→ WRITTEN EXERCISE
Locate every line in the rows below that contains the word "shirt", and copy each of those lines out in full.

→ LISTING
+ + + + + + +

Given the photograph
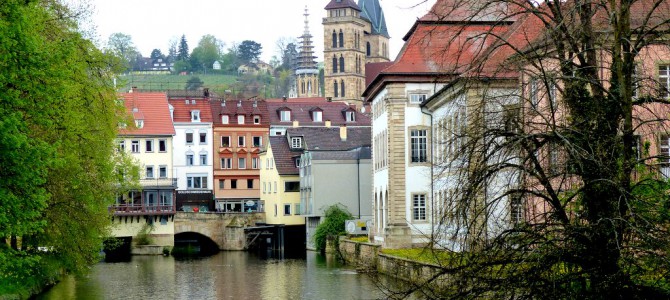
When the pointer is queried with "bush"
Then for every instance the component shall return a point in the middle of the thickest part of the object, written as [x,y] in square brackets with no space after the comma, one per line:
[332,226]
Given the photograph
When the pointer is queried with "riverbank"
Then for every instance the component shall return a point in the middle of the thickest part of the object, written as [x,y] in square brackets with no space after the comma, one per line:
[369,257]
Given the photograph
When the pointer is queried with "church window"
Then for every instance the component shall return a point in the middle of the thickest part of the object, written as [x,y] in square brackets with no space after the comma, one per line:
[341,39]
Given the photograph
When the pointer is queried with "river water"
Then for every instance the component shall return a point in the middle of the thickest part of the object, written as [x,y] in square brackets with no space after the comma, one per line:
[225,275]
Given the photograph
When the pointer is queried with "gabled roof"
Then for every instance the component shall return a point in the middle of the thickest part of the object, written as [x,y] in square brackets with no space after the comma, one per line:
[283,155]
[372,10]
[334,4]
[182,111]
[323,139]
[153,109]
[301,112]
[248,108]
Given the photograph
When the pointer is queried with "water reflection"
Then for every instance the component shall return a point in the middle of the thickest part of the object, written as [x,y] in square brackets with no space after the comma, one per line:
[226,275]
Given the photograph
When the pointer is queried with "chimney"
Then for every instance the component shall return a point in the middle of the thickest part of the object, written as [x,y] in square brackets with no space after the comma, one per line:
[343,132]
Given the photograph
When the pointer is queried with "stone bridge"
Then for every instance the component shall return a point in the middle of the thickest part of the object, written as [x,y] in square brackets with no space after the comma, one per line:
[225,229]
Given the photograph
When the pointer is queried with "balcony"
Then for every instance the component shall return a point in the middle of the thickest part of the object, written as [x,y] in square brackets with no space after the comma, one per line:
[141,210]
[158,183]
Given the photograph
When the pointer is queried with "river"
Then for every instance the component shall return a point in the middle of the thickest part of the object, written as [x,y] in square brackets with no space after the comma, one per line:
[225,275]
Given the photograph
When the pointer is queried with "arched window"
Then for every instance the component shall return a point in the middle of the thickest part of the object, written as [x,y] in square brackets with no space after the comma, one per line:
[341,39]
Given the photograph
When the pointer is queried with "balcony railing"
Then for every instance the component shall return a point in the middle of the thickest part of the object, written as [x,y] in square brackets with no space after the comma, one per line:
[134,209]
[158,182]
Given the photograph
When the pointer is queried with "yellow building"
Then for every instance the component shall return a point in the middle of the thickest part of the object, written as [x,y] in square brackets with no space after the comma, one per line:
[280,183]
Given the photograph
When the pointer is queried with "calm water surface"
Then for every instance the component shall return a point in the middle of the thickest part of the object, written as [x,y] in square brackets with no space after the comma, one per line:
[226,275]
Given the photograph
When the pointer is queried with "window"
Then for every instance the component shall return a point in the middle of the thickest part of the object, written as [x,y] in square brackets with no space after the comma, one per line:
[417,98]
[254,163]
[257,141]
[285,115]
[664,80]
[226,163]
[195,116]
[350,116]
[296,142]
[150,171]
[196,181]
[418,143]
[534,97]
[317,116]
[135,146]
[291,186]
[419,207]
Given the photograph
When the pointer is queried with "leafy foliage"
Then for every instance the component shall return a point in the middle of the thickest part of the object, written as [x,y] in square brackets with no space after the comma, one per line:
[332,225]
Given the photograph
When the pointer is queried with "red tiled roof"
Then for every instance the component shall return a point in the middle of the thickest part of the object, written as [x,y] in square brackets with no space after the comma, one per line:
[333,4]
[300,111]
[182,111]
[283,155]
[153,107]
[247,108]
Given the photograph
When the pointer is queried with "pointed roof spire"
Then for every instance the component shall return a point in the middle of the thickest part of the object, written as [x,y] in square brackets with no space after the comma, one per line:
[372,10]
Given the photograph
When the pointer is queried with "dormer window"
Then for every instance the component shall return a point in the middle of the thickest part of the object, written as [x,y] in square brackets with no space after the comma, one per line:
[296,142]
[285,115]
[317,116]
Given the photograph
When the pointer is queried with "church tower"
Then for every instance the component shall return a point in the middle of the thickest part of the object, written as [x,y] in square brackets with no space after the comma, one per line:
[354,34]
[307,73]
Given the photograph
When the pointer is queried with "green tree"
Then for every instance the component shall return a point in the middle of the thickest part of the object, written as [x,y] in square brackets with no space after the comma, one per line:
[182,51]
[122,45]
[332,226]
[58,122]
[208,51]
[249,51]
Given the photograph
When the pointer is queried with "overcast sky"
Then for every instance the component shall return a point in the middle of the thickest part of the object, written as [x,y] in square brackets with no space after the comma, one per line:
[153,23]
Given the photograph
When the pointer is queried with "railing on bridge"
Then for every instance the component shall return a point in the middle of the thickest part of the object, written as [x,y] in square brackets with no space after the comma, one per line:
[134,209]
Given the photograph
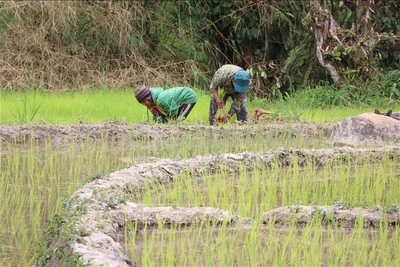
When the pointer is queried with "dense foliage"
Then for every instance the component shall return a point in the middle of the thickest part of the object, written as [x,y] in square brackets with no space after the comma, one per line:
[75,44]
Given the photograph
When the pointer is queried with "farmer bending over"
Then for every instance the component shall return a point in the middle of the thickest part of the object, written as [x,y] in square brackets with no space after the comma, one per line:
[171,104]
[235,82]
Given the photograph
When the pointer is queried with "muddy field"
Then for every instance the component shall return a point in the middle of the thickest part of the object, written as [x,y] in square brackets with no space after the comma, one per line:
[101,227]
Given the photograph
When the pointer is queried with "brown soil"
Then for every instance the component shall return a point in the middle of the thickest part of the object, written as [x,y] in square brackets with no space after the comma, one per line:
[100,228]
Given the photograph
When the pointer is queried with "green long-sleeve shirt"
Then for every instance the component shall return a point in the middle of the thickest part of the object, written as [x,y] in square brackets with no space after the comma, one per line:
[168,101]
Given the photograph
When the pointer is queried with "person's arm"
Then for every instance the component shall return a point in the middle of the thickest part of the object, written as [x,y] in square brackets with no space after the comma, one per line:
[235,107]
[214,94]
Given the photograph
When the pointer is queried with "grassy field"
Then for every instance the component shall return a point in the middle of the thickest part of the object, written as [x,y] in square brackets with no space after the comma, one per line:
[35,179]
[120,106]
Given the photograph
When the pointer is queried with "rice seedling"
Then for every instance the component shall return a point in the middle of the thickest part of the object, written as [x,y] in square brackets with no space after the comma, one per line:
[36,176]
[248,194]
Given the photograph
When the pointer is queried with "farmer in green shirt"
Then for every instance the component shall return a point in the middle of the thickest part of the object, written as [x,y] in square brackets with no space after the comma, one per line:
[234,81]
[170,104]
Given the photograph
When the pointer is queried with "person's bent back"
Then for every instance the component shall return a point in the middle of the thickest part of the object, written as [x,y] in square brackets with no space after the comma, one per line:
[171,104]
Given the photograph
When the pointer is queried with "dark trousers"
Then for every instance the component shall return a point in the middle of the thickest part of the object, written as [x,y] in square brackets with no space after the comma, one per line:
[241,115]
[185,109]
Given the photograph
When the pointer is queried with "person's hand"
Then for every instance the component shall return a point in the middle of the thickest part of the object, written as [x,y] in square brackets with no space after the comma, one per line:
[220,103]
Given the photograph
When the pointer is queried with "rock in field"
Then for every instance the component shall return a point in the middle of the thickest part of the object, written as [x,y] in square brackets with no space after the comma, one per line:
[368,128]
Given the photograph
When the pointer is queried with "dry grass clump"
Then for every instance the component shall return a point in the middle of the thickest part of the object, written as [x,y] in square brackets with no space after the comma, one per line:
[75,44]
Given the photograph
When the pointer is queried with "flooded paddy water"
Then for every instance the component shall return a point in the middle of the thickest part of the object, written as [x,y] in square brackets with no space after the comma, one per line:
[42,166]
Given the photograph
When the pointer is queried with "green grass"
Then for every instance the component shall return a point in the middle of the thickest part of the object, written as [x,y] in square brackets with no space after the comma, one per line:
[120,106]
[249,194]
[34,180]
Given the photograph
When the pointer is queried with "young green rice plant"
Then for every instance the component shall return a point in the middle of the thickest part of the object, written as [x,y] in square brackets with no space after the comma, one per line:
[34,179]
[248,193]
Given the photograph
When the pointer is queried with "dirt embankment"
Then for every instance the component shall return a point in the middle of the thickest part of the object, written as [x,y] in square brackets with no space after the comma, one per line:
[95,216]
[59,134]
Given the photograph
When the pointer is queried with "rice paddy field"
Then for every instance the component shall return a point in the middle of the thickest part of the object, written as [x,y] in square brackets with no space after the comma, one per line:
[38,175]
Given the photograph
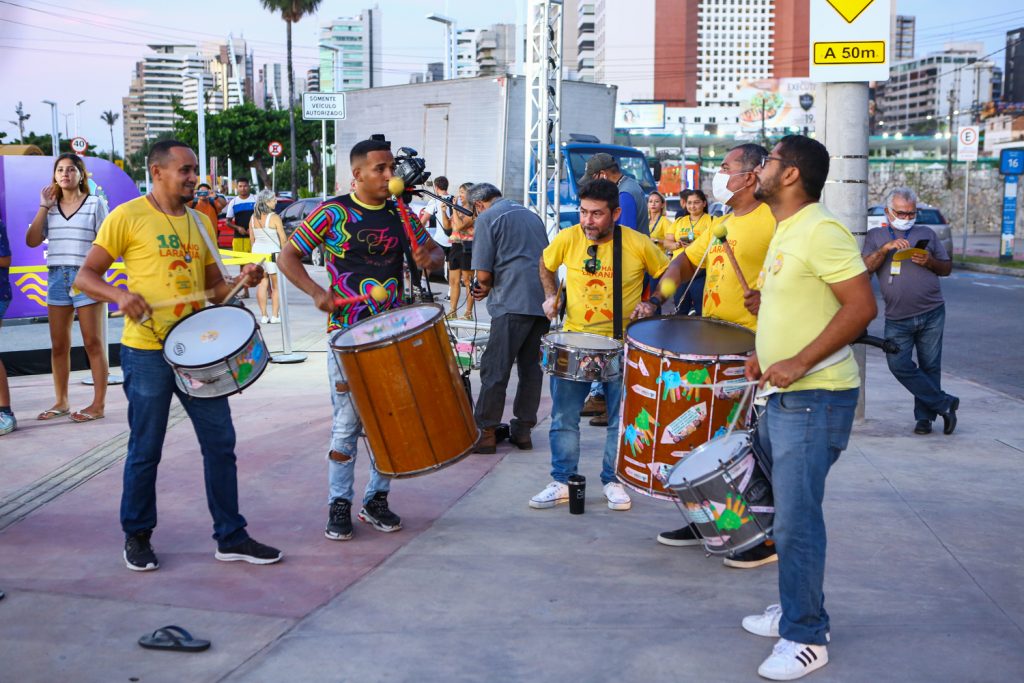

+ + + + + + +

→ SOLVED EXERCISE
When the pointer is queried with "green long-sleeve shirt"
When the pointer is queried with "farmer in green shirt"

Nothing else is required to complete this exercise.